The above was a response to two recommendations laid out in FAMR: the first was detailed in Recommendation 13, tasking HMT with “exploring ways to improve the £150 income tax and National Insurance exemption for employer-arranged advice on pensions” to encourage more advisers to take the plunge into retirement planning advice. The second, (Recommendation 14) asked the Treasury “to explore options to allow consumers to access a small part of their pension pot before the normal minimum pension age to redeem against the cost of pre-retirement advice”.

Therefore the new Pensions Advice Allowance is a direct response to the latter recommendation. It means that consumers will be able take the £500 and use it to access an automated retirement advice service that provides a personalised retirement plan or, more preferably, put the money towards regulated face-to-face financial advice. It cannot be put towards unregulated advice or guidance, the consultation states, as otherwise it would be difficult for providers (and by extension the FCA) to keep an eye out for fraudulent tapping of people’s pensions by advice scammers.

It is very welcome that the allowance is restricted to genuine advice and not conflated with guidance as happened in the 2014 Budget. This reinforces two of the key values of financial advice – it offers a personalised recommendation of the way forward and access to redress for the rare occasions when advice proves to be flawed.

The government proposes that the Pensions Advice Allowance should be made available before the age of 55 to enable individuals to plan for retirement well in advance. This consultation invites comments on the exact age from which the allowance should be available, so we will know that soon after this consultation closes on 31 October. The importance of early pension contributions suggests the allowance could be available up to 15 years before retirement, perhaps even earlier.

Location identification entries:
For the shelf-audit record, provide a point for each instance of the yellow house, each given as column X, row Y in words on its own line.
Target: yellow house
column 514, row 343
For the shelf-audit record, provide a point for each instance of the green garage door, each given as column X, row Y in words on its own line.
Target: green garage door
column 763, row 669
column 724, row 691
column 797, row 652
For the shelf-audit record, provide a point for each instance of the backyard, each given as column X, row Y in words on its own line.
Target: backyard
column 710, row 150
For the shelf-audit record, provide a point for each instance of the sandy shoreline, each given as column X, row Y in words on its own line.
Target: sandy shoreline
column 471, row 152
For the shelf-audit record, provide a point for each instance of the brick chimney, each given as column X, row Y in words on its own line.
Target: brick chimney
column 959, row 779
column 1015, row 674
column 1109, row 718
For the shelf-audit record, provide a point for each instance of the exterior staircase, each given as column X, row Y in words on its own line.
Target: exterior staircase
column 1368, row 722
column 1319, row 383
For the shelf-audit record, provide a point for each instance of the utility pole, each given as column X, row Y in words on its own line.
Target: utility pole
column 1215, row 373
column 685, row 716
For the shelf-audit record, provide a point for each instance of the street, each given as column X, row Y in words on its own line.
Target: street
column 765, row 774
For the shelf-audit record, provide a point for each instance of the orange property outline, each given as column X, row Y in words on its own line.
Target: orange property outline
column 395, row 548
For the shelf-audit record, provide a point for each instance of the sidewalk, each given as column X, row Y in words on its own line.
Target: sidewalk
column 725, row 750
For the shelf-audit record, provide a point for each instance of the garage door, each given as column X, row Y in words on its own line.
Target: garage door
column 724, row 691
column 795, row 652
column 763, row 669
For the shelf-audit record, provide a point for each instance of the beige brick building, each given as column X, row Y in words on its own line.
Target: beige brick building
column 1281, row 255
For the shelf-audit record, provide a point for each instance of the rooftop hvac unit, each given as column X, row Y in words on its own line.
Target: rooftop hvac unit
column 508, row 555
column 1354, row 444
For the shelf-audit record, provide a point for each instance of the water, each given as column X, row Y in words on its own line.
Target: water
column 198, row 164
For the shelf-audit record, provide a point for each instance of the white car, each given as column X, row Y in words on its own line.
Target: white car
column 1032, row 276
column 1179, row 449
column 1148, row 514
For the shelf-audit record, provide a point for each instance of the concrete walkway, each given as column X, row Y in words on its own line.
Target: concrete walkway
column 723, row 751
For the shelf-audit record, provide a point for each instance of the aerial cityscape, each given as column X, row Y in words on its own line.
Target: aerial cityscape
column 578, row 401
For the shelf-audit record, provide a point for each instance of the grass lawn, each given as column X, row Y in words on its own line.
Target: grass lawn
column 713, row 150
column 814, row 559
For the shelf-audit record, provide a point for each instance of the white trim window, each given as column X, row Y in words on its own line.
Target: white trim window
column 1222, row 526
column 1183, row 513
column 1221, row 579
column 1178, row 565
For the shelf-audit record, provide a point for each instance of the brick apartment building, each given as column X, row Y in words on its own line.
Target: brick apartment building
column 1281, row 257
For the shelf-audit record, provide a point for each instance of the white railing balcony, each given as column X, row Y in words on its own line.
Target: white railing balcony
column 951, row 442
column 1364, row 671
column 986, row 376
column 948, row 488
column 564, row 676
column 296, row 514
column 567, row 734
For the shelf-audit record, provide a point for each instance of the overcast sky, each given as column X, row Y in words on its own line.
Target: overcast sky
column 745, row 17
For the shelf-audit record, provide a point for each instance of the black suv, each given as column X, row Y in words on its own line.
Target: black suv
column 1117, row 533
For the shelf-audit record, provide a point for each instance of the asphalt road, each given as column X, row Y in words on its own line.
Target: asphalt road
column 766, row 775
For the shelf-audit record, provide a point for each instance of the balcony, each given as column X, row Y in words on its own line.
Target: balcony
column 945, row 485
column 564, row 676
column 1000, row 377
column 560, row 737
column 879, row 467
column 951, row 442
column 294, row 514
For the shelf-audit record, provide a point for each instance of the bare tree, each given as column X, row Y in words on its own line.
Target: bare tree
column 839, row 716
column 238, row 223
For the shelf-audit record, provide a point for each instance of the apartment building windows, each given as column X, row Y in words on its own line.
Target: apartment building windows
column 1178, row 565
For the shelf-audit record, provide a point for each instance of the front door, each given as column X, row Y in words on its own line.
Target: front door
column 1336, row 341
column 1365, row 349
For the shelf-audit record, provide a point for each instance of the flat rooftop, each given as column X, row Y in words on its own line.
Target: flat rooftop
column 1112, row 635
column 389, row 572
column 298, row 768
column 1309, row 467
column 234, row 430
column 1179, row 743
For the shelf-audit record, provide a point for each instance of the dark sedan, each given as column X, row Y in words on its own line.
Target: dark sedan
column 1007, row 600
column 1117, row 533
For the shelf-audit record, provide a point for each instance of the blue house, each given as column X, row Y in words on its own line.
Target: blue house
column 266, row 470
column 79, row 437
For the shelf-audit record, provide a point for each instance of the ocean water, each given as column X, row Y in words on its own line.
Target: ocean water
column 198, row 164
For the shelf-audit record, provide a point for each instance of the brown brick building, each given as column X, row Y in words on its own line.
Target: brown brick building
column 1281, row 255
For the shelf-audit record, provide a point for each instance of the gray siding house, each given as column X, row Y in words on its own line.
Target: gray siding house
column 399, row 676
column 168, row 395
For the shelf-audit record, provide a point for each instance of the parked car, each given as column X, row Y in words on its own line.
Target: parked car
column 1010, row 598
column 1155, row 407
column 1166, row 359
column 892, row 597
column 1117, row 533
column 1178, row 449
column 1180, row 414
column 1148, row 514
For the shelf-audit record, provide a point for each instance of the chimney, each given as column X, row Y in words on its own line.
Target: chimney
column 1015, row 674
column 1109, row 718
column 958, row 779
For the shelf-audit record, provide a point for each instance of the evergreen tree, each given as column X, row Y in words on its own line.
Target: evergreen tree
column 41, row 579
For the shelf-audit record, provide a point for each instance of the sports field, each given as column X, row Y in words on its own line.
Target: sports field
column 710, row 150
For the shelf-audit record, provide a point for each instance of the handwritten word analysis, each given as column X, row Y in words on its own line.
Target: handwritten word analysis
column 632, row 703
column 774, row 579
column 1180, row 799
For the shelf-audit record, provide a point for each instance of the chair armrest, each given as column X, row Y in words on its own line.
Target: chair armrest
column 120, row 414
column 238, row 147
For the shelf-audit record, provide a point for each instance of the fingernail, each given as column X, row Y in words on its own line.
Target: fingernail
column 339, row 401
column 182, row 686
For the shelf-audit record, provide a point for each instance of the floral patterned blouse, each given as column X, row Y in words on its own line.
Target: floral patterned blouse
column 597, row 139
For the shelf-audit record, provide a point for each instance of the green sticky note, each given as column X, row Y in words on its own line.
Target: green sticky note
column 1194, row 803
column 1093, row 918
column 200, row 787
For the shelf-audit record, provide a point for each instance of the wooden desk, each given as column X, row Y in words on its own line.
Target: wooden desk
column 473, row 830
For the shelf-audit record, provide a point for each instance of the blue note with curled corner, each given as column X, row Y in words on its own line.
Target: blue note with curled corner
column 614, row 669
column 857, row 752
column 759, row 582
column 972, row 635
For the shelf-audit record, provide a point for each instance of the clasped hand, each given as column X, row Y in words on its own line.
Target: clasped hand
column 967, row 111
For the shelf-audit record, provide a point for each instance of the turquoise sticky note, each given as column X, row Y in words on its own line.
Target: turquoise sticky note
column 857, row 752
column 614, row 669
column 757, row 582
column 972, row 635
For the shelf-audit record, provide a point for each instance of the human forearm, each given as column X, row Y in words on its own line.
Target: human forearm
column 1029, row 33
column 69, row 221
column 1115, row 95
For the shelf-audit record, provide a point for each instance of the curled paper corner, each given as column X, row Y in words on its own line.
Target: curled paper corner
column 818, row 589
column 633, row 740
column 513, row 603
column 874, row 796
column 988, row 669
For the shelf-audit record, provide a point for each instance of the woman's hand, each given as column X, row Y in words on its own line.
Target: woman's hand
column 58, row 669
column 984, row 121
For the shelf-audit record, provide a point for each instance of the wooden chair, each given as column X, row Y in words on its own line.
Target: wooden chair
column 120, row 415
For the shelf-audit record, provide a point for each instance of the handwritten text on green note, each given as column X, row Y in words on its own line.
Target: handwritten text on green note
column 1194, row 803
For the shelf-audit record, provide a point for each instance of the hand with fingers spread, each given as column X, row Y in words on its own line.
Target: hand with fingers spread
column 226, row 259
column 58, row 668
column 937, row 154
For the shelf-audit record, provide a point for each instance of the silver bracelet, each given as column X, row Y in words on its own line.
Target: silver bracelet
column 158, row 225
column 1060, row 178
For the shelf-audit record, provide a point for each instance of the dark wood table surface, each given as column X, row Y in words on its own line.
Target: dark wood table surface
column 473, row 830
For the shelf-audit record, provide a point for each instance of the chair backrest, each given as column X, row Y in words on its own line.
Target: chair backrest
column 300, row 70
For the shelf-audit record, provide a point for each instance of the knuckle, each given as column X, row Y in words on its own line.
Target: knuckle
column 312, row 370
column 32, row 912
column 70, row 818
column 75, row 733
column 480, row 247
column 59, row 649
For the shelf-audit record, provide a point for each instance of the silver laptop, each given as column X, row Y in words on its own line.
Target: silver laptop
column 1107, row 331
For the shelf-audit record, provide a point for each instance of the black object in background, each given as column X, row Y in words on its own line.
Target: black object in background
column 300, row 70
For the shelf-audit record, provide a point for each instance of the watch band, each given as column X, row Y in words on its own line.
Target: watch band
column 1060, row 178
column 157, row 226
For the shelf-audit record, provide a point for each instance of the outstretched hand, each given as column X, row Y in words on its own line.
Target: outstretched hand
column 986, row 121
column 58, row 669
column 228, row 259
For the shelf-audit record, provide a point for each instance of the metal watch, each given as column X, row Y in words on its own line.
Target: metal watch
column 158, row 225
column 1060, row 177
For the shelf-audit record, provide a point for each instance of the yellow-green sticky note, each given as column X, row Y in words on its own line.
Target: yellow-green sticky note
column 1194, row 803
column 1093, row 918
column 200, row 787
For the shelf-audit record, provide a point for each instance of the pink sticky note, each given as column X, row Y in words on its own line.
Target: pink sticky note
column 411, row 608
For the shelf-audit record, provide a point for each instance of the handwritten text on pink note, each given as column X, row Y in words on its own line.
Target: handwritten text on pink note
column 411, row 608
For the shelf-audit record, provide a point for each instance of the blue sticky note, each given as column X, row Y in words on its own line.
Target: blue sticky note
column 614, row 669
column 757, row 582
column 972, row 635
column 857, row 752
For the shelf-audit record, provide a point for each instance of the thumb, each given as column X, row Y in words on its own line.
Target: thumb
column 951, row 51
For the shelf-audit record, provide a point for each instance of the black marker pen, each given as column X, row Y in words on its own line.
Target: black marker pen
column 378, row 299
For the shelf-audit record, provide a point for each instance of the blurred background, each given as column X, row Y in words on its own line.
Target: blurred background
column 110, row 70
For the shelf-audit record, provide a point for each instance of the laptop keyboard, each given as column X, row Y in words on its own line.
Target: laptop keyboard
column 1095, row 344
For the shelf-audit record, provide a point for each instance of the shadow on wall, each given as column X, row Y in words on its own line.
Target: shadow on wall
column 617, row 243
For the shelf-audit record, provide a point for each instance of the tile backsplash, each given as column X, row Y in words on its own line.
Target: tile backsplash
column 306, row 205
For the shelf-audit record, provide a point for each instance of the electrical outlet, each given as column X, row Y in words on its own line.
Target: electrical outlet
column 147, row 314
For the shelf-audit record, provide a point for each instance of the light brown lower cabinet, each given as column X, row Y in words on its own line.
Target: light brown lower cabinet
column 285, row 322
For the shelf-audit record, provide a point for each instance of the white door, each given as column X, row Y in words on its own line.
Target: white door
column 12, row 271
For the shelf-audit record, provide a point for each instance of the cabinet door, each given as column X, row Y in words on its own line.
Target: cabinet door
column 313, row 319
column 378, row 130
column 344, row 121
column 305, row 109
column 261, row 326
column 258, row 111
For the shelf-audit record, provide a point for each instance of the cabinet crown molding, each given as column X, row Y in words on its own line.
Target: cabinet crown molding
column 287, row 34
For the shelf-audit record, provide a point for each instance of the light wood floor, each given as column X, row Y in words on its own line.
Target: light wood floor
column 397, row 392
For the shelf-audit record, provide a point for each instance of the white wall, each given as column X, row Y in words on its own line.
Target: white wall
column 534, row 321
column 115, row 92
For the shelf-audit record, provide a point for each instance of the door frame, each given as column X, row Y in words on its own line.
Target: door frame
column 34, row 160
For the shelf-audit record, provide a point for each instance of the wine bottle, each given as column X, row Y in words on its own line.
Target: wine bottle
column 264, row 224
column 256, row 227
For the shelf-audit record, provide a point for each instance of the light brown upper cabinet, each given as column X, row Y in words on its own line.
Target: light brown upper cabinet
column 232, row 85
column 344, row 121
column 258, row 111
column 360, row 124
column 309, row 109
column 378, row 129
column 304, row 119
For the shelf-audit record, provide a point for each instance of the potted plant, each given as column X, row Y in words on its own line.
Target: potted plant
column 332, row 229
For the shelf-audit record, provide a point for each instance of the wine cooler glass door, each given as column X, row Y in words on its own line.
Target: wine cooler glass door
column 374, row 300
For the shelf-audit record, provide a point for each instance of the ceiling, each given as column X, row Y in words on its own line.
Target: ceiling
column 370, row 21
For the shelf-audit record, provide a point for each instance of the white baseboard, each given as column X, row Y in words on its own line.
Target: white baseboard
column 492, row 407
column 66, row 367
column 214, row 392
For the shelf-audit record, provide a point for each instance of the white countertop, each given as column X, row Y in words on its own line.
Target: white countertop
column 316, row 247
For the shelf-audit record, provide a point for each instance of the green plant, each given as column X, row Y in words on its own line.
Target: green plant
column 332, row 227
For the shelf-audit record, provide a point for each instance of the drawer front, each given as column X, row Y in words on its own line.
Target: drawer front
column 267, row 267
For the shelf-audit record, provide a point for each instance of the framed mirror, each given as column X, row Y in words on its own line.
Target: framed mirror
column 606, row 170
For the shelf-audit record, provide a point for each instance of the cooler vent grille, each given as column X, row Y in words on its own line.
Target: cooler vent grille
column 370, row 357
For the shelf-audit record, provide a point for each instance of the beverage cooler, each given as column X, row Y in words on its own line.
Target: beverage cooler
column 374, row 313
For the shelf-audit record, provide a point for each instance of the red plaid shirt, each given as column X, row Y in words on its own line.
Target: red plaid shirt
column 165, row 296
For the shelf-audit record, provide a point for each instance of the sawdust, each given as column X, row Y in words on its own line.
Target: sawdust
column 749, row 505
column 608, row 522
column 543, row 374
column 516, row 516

• _What to produce_:
Can you rewrite the passage on the Pensions Advice Allowance from "It is very welcome" up to and including "perhaps even earlier.", switching "consultation" for "review"?

• _Correct answer_:
It is very welcome that the allowance is restricted to genuine advice and not conflated with guidance as happened in the 2014 Budget. This reinforces two of the key values of financial advice – it offers a personalised recommendation of the way forward and access to redress for the rare occasions when advice proves to be flawed.

The government proposes that the Pensions Advice Allowance should be made available before the age of 55 to enable individuals to plan for retirement well in advance. This review invites comments on the exact age from which the allowance should be available, so we will know that soon after this review closes on 31 October. The importance of early pension contributions suggests the allowance could be available up to 15 years before retirement, perhaps even earlier.